[PROBLEM] Repeat every entry, word for word, leaving no line out.

[AVAILABLE DATA]
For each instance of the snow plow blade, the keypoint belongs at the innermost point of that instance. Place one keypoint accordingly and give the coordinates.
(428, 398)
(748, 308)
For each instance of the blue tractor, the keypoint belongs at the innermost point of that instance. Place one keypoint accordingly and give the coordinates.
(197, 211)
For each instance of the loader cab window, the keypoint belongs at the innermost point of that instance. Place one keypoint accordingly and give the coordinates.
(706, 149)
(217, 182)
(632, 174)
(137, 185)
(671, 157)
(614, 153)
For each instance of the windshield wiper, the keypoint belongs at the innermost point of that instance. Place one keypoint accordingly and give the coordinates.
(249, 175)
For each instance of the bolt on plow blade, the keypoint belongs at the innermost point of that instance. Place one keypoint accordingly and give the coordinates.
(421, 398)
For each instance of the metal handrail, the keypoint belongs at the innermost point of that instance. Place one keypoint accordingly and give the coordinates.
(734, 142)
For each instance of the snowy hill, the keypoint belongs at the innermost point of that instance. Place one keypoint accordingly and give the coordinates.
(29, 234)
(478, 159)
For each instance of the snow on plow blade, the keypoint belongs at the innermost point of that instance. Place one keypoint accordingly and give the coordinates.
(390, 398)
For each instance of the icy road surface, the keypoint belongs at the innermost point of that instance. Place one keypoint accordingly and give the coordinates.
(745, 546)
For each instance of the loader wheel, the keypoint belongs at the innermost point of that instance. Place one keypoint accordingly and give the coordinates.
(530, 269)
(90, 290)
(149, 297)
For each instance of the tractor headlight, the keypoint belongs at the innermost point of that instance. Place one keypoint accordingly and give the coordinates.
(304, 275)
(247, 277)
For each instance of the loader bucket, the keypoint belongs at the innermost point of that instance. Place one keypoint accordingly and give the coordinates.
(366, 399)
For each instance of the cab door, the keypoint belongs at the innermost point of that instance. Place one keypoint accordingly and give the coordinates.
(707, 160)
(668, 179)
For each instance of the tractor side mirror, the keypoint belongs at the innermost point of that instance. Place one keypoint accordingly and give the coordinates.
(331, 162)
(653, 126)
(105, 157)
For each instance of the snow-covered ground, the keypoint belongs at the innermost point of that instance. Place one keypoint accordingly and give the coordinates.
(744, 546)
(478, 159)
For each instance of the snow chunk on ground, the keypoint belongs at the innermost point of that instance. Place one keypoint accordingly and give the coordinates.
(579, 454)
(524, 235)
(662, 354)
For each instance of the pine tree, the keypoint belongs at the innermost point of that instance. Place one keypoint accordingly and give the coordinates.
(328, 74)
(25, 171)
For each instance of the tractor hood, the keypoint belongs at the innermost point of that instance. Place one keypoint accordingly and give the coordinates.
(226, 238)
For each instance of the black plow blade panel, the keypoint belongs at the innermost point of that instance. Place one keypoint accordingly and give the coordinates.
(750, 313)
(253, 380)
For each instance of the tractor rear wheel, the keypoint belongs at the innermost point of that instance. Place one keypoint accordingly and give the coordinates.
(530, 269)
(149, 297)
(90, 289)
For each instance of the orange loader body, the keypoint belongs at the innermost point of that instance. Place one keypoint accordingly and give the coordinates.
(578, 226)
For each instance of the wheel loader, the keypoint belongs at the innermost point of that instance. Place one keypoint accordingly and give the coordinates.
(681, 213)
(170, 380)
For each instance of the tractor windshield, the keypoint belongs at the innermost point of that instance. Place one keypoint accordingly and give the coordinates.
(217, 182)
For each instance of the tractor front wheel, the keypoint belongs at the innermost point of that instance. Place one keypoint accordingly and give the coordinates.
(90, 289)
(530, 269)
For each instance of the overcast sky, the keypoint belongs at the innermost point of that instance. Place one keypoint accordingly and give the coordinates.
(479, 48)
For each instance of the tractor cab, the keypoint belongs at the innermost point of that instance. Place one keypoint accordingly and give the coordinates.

[RESPONSE BOX]
For each instance of the snow plow blade, the keypoint belongs at the innermost point of that instance. Place one keypoint accordingly and give the coordinates.
(428, 398)
(748, 308)
For each instance of the blue tractor, the keypoint belongs at the innermost point of that instance. Place one keypoint accordingly and give the coordinates.
(197, 211)
For each instance of the loader cab window, the keypoint belongs at the innermost point of that instance. Place one keypoint accordingly and give the coordinates.
(706, 149)
(217, 182)
(632, 174)
(137, 185)
(671, 157)
(614, 153)
For each instance of the windshield wiper, the keypoint belongs at the innermost point of that instance. Place one keypoint accordingly and give the coordinates.
(249, 175)
For each instance of the bolt on plow blade, the keypoint belongs at the innermost point of that instance. Place one keypoint accordingly and give the coordinates.
(421, 398)
For each instance of the metal handrail, the keypoint belongs at the innermost point of that instance. Place one keypoint accordingly and give the coordinates.
(734, 142)
For each instance of the snowy hill, the keypoint belongs at the innermost point of that instance. Place one keypoint accordingly and give the coordinates.
(29, 234)
(478, 159)
For each instance of the snow on plow blade, the keypoint belongs at the innermost point of that instance. Place one keypoint accordingly and give the coordinates.
(390, 398)
For each instance of the icy road surface, the keypoint belongs at the innermost point of that instance. Place one keypoint accordingly and give the coordinates.
(745, 546)
For each instance of the loader wheel, the keypoint belongs at the innermost point of that instance. Place one keypoint accordingly and give the coordinates.
(530, 269)
(90, 290)
(149, 297)
For each instance of the tractor headlight, the keypoint belongs at the innermost point of that instance. Place one keypoint accordingly and give the coordinates.
(304, 275)
(247, 277)
For each instance of the loader bucket, the keypoint belongs at the innermost point of that instance. Place one keypoint accordingly and give the coordinates.
(366, 399)
For each instance of the cab door, the keypoint belongs at the innermost point of that instance. Place one keypoint accordingly and give the coordinates.
(707, 160)
(668, 179)
For each instance of the tractor side mirror, the keypoint belongs at the innermost point of that instance. Place one keypoint accordingly and give the coordinates.
(331, 162)
(653, 126)
(105, 157)
For each instance of the snow-covered ground, the keypoint belongs at the innermost point of that instance. Place one keypoint accordingly and give the coordinates.
(744, 546)
(478, 159)
For each instance of the snow chunk on ground, the keypoint belongs at the innermost point of that instance. Place one keypoint accordingly and give the coordinates.
(579, 454)
(524, 235)
(662, 354)
For each instance of the pine tree, the keypoint belongs at the innermost point of that instance. Place one keypoint accordingly and give the coordinates.
(328, 74)
(25, 171)
For each instance of the tractor hood, the keypoint belongs at the innermost point of that instance. Place one keypoint accordingly and give the coordinates.
(226, 238)
For each instance of the black plow blade panel, the keypoint belongs at the innermost point of that instance. Place one keypoint accordingly and give the coordinates.
(750, 313)
(253, 380)
For each instance of the tractor rear wheel, the keypoint belongs at the innermost point of that instance. Place one keypoint accordingly and give the coordinates.
(530, 269)
(149, 297)
(90, 289)
For each instance of the orange loader body, the keypoint belongs at the innermost point of that instance. Place one keypoint accordingly and give the coordinates.
(578, 226)
For each instance of the wheel loader, the keypoint belongs at the innermost point of that instance. Place one keypoint accordingly and give the coordinates.
(681, 213)
(170, 380)
For each instance of the tractor windshield, the keypoint belongs at the innermost point of that instance. Place one keypoint accordingly and give the coordinates.
(217, 182)
For each instance of the tractor front wheel, the keypoint belongs at the innermost point of that instance. Place one keypoint accordingly and give the coordinates.
(90, 289)
(530, 269)
For each instance of the overcast sky, the keypoint belongs at the innermost point of that instance. Place one keypoint accordingly and give the coordinates.
(479, 48)
For each instance of the tractor cab, the keypoint belongs at the innermost point of that instance. Place one keypoint accordingly and give the coordinates.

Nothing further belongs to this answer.